**INSTRUCTIONS FOR THE TASK**
Only one stretch of the data below should be repeated: the lines from the line containing "positive clicks: (595, 383)" through the line containing "positive clicks: (272, 525)", inclusive, exactly as they are.

(Stored data)
Start of Block
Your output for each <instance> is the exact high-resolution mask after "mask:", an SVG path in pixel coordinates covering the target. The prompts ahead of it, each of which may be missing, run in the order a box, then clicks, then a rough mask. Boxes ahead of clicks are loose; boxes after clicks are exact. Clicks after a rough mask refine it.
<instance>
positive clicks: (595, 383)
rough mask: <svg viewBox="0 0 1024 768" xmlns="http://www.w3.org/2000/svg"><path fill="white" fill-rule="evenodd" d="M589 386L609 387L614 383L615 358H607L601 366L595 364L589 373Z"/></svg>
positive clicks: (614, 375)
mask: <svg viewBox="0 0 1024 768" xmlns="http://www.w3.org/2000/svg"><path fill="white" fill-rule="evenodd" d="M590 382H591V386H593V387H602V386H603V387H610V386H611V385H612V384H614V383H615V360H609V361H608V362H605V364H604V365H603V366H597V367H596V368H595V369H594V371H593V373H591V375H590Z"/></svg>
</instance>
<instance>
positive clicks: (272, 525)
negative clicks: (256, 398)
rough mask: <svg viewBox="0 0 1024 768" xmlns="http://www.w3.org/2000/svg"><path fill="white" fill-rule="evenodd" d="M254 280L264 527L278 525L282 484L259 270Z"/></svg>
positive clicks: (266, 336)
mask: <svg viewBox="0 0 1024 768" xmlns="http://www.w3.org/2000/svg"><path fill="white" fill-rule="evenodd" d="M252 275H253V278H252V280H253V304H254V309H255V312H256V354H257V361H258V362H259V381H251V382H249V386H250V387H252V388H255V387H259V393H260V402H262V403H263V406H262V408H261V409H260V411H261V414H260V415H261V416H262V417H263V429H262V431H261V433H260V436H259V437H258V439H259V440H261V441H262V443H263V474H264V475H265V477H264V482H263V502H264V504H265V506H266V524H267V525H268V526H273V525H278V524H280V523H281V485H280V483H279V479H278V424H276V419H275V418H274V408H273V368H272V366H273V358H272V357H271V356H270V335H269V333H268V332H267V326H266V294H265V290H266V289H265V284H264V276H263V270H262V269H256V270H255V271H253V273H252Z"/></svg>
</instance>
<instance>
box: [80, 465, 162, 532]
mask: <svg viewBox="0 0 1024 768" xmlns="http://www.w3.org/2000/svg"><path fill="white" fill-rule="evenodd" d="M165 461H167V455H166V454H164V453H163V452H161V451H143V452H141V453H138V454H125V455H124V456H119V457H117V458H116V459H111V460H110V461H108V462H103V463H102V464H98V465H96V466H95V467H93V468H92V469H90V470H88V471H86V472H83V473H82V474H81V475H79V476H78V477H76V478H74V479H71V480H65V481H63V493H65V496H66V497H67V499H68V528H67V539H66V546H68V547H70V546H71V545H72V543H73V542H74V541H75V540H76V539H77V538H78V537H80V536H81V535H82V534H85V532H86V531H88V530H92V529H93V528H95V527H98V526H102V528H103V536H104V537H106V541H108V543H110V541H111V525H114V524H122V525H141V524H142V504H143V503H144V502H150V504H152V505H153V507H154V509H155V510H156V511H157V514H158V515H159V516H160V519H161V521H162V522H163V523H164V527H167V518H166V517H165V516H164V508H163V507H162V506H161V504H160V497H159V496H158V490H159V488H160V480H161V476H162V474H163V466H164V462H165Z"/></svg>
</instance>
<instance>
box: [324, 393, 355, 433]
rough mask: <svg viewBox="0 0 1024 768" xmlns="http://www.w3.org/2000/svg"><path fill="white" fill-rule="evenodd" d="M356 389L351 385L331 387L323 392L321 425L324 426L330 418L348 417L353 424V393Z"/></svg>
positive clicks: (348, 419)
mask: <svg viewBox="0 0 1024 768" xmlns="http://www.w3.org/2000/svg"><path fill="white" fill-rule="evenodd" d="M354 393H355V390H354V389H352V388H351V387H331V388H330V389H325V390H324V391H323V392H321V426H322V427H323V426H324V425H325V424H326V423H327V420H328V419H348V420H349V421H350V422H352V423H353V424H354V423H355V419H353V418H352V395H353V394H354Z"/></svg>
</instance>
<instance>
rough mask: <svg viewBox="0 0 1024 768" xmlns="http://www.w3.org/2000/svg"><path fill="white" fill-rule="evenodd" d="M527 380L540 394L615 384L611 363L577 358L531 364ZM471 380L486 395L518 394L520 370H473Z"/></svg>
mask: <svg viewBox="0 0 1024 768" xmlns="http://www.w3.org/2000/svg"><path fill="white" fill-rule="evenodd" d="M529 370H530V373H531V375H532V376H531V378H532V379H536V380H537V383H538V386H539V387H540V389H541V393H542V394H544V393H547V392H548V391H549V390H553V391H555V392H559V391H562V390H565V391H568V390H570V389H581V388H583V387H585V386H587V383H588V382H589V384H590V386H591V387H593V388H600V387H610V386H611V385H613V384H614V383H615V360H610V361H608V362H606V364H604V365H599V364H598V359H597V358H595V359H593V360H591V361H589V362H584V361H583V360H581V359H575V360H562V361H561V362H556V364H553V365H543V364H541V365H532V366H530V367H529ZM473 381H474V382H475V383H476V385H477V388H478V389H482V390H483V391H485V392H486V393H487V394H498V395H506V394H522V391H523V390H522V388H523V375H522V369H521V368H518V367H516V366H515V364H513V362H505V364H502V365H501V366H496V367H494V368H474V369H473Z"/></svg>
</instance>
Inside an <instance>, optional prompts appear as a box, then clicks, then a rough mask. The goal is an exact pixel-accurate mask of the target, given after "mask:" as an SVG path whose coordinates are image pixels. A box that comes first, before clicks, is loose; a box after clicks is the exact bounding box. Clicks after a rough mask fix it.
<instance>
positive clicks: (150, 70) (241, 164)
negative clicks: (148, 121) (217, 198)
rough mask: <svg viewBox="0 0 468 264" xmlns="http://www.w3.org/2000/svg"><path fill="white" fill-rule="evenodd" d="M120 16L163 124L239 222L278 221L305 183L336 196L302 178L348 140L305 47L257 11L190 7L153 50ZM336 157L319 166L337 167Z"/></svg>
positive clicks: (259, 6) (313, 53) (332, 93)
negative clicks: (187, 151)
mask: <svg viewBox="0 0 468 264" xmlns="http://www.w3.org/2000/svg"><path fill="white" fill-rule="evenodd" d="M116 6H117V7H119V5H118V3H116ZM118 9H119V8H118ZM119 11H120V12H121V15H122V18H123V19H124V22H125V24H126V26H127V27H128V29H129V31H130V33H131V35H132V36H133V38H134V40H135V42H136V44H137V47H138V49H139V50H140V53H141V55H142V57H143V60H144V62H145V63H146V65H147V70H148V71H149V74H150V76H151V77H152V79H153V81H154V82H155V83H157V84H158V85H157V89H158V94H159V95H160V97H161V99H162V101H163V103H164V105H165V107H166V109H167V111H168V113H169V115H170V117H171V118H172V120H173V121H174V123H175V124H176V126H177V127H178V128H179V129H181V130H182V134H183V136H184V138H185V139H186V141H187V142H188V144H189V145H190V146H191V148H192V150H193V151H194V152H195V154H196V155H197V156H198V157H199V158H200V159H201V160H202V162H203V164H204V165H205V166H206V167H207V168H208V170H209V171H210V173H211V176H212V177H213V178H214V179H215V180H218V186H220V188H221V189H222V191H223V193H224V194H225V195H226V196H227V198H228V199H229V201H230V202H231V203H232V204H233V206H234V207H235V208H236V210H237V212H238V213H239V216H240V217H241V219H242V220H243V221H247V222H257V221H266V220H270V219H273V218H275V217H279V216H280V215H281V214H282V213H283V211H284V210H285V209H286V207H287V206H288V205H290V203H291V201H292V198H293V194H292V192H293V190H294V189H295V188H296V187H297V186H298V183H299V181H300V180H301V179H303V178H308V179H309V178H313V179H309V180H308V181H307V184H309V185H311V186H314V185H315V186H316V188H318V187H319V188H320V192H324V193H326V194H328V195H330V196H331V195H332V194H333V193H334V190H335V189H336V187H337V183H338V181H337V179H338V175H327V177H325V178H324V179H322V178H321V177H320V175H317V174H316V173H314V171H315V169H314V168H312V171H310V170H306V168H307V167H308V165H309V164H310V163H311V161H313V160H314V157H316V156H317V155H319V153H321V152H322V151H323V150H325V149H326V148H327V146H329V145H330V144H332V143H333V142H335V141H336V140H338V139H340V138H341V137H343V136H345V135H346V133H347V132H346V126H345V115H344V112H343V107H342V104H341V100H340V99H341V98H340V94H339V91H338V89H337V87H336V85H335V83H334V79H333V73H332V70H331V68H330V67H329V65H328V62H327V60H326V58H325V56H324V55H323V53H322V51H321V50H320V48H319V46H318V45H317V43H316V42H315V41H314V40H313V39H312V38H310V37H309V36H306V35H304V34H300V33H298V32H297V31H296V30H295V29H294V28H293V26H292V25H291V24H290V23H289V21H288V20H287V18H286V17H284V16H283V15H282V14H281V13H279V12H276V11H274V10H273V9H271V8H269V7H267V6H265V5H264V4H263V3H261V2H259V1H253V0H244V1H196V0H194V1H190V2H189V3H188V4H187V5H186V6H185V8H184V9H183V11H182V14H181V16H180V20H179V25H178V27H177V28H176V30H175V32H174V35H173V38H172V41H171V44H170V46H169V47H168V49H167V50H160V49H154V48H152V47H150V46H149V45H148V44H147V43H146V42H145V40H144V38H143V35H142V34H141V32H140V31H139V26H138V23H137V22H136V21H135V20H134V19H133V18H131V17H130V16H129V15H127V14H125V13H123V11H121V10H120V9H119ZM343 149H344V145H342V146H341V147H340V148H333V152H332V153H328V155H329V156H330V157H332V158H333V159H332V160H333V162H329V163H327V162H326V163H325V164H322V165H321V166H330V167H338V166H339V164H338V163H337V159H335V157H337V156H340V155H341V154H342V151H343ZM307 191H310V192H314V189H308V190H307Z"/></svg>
End of Block
**FINAL ANSWER**
positive clicks: (595, 383)
rough mask: <svg viewBox="0 0 1024 768" xmlns="http://www.w3.org/2000/svg"><path fill="white" fill-rule="evenodd" d="M589 386L609 387L614 383L615 358H607L601 366L595 364L589 373Z"/></svg>
positive clicks: (614, 375)
mask: <svg viewBox="0 0 1024 768" xmlns="http://www.w3.org/2000/svg"><path fill="white" fill-rule="evenodd" d="M590 382H591V386H593V387H602V386H603V387H610V386H611V385H612V384H614V383H615V360H609V361H608V362H605V364H604V365H603V366H597V367H596V368H595V369H594V371H593V373H591V375H590Z"/></svg>
</instance>
<instance>
positive clicks: (272, 525)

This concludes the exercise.